AIM OF THE TASK:
Extend the text about the album Fact and Fiction, picking up right after its last line.

--- Begin TEXT EXTRACT ---

Fact and Fiction is a studio album released by English neo-progressive band Twelfth Night in 1982.

Details
Recorded during down-time at Revolution Studios, Cheadle Hulme, Fact and Fiction was engineered by Stuart Rickering, Johnny Gluck, and Pablo, and produced by Twelfth Night and Andy MacPherson. Tape effects remixed at Twilight Studios, Salford, England, with engineer Frank Walsh.

Originally to be released on the REVO label (like the "Eleanor Rigby" single), but while Revolution was financing it the band did not feel they were getting the artistic control they would have liked, so they bought the tapes themselves, throwing their financial position into chaos.

The first pressing, of 1000 LPs, sold out in 4 weeks.

When French label MSI Distribution wanted to re-issue Fact and Fiction on CD, they did talk to drummer and archivist Brian Devoil about it, but, as was the case with their Live at the Target re-issue, released it before a formal contract was made and signed.

The songs "We Are Sane" and "Creepshow" from this release are included on the compilation album Collector's Item.

The official CD was released in August 2002 with seven bonus tracks and again in June 2018 with 31 bonus tracks.

Track listing
All songs written by Twelfth Night except "Eleanor Rigby" by Lennon-McCartney.
"We Are Sane" (a. Te Dium; b. We Are Sane; c. Dictator's Excuse Me) (10:27)
"Human Being" (7:50)
"This City" (4:01)
"World Without End" (1:54)
"Fact and Fiction" (3:59)
"The Poet Sniffs a Flower" (3:51)
"Creepshow" (11:57)
"Love Song" (5:38)

First reissue
As above, with seven bonus tracks:
"East of Eden" (3:27, single a-side)
"Eleanor Rigby" (3:22, single b-side)
"Constant (Fact and Fiction)" (2:27, demo, Spring 1982)
"Fistful of Bubbles" (3:18, demo, Spring 1982)
"Leader" (2:40, demo, Spring 1982)

--- End TEXT EXTRACT ---
--- Begin SUPPLIED ENTRIES ---

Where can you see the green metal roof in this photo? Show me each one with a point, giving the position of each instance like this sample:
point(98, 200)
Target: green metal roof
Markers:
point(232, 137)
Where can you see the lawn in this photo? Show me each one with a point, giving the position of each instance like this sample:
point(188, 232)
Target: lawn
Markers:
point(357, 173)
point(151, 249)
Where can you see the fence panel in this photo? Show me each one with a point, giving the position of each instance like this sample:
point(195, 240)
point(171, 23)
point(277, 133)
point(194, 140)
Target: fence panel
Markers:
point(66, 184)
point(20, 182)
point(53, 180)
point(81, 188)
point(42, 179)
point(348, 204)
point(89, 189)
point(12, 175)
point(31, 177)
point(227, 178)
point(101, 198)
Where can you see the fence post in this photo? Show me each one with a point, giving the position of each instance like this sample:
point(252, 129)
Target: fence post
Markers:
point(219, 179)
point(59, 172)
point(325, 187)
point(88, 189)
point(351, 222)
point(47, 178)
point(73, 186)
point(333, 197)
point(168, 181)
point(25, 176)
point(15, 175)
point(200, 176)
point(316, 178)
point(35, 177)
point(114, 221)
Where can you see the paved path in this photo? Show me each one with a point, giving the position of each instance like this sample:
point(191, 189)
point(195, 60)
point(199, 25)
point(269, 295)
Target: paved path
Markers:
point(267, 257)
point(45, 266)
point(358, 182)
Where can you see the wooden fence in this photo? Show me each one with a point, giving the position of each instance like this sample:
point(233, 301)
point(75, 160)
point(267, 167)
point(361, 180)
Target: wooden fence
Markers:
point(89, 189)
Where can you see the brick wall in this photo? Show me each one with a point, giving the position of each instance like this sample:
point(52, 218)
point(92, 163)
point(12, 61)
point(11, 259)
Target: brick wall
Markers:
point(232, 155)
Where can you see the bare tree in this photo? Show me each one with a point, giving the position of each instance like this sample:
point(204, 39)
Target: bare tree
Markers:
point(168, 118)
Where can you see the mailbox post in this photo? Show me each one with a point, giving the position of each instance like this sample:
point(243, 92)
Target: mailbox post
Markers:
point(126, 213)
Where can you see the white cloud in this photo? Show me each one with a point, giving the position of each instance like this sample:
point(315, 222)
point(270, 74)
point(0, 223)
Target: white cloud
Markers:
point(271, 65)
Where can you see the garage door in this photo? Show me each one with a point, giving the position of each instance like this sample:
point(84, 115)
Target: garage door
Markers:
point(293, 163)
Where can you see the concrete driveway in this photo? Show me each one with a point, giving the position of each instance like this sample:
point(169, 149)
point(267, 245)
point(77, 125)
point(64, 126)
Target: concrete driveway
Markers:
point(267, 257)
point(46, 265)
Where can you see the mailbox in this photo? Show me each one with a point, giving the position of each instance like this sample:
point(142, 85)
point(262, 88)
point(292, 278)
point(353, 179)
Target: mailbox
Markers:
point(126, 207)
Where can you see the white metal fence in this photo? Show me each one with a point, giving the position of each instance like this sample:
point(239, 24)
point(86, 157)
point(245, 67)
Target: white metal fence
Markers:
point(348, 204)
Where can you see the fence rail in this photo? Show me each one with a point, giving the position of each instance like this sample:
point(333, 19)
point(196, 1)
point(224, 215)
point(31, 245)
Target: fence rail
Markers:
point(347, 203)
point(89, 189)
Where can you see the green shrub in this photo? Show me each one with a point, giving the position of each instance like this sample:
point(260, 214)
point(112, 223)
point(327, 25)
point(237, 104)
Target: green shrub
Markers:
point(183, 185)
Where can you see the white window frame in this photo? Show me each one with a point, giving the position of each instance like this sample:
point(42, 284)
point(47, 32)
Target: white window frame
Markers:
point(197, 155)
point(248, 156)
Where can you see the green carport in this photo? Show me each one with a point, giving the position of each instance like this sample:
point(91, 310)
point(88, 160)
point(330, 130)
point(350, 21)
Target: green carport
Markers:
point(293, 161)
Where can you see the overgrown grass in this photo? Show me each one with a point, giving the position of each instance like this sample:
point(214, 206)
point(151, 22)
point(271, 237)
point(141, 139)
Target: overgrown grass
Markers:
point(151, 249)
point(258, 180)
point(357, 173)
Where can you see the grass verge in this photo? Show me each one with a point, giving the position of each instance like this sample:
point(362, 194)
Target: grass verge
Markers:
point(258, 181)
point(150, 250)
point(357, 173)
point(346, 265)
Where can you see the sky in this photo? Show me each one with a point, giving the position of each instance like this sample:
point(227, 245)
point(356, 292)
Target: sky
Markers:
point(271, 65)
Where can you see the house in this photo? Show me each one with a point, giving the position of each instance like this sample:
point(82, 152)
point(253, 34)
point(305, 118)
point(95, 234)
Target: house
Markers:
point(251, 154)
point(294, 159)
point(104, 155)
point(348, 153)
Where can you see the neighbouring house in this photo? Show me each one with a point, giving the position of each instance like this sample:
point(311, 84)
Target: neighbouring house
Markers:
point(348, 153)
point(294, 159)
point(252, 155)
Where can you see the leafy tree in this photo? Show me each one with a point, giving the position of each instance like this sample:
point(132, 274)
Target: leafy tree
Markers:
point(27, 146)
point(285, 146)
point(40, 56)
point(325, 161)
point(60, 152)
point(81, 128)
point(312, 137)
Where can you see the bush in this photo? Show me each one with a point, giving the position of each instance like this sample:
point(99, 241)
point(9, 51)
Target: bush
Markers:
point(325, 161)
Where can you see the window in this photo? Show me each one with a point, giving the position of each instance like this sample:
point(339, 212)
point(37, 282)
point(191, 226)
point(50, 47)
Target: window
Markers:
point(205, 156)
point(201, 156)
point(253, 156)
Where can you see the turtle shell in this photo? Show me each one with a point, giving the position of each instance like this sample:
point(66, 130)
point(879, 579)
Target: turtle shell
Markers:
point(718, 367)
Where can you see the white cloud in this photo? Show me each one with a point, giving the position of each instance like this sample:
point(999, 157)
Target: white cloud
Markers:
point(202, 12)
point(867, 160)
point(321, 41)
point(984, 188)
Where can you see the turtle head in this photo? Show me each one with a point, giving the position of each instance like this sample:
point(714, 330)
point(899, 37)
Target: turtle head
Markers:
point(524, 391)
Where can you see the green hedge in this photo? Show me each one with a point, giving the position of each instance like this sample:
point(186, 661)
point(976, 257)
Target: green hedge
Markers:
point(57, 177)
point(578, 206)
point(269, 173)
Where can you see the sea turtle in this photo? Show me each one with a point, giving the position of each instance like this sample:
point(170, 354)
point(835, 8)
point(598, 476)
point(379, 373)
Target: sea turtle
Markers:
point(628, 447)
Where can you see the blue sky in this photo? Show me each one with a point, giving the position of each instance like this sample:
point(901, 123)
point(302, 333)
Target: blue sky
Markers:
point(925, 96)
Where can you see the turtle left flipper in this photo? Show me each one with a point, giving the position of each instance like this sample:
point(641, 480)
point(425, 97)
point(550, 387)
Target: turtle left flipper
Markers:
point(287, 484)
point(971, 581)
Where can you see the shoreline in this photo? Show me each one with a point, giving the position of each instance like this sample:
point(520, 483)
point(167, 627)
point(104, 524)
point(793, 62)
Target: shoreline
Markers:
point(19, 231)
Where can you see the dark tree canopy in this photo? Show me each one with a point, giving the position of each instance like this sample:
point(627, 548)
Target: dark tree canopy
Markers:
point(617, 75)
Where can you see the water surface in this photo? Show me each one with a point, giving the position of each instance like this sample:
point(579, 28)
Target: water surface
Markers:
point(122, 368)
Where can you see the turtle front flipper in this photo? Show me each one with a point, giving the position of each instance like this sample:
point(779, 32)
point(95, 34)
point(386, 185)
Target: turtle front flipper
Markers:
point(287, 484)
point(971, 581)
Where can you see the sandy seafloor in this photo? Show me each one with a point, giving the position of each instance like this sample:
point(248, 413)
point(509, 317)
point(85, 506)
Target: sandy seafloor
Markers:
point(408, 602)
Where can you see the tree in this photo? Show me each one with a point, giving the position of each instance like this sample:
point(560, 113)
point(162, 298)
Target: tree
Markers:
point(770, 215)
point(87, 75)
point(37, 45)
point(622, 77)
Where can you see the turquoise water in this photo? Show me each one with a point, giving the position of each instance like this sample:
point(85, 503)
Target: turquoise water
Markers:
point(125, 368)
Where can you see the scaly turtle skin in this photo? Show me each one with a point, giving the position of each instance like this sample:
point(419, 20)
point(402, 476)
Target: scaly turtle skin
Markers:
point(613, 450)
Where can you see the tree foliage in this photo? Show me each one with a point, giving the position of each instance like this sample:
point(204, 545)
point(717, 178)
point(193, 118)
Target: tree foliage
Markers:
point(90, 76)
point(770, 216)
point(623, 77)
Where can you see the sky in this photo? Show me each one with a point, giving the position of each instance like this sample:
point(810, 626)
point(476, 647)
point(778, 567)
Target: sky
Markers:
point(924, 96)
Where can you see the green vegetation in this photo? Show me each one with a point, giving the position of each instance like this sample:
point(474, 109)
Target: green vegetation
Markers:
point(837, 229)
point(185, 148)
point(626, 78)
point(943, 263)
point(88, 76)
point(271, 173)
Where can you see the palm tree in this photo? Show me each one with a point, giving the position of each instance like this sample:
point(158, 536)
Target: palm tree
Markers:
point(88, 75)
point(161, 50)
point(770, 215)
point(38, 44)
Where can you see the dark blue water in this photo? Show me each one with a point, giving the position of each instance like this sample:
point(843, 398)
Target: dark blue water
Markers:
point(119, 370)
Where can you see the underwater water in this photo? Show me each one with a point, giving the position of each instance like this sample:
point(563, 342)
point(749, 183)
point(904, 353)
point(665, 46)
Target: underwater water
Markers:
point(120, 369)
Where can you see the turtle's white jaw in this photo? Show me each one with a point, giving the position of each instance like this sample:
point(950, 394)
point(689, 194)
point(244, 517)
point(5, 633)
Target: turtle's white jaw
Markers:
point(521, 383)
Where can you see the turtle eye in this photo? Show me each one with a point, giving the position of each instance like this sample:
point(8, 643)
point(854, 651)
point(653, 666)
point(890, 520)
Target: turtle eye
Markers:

--- End SUPPLIED ENTRIES ---

SOLVED EXERCISE:
"Dancing in the Dream" (2:58, demo, Spring 1982)
"Human Being" (3:56, session outtake - alternate version)

Second reissue, 2018 Definitive Edition
Disc 1, original studio album with 4 bonus tracks:
"Being Human" (3:56, session outtake - alternate version)
"Paradise Locked" (1:23) - previously unreleased
"East of Eden" (3:27, single a-side)
"Eleanor Rigby" (3:22, single b-side)
Disc 2, live 1983-2012 + demos
We Are Sane (12.49) - live 1983 - previously unreleased
Human Being (7.56) - live 1984
This City (3.59) - live 2010
World Without End (1.26) - live 2012 - previously unreleased
Fact and Fiction (5:53) - live 1983 - previously unreleased
The Poet Sniffs a Flower (3.42) - live 1983 - previously unreleased
Creepshow (13:33) - live 2012 - previously unreleased
Love Song (6:26) - live 1983
Fact and Fiction (4:44) - live 2012 - previously unreleased
Constant [Fact and Fiction] (2:27) - demo
Fistful of Bubbles (3:18) - demo
Leader (2:41) - demo
Dancing in the Dream (2:59) - demo
Creepshow (closing section) (3.50) - demo - previously unreleased
Disc 3, covers and interpretations

DEAN BAKER - Electro Sane (1:25)
MARK SPENCER - We Are Sane (11:01) - new recording, previously unreleased
PENDRAGON - Human Being (6:05)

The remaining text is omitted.